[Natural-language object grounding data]
══════

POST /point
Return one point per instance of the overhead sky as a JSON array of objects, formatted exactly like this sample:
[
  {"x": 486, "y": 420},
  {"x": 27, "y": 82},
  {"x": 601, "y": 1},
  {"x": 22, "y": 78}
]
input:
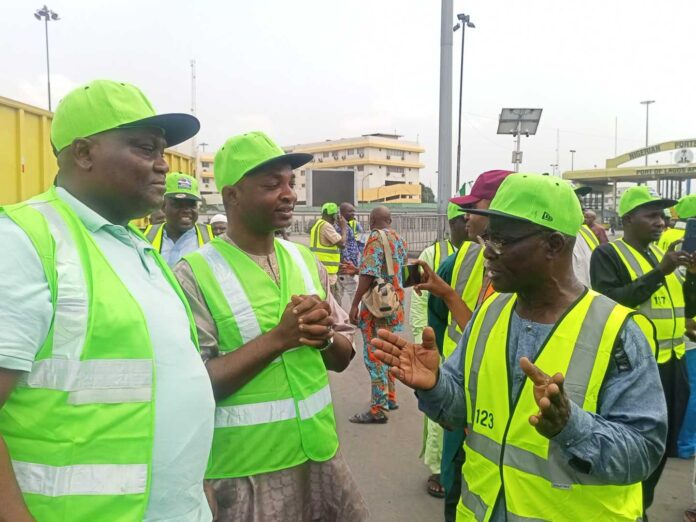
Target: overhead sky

══════

§ **Assignment**:
The pictures stay out; repeat exactly the lines from the one with "Return one point" to the end of the entries above, and nothing else.

§ **Solution to this exercise**:
Return one point per instance of the overhead sky as a JSON array of objects, formatted exactly like this sample:
[
  {"x": 486, "y": 420},
  {"x": 27, "y": 82},
  {"x": 601, "y": 1},
  {"x": 22, "y": 78}
]
input:
Target: overhead sky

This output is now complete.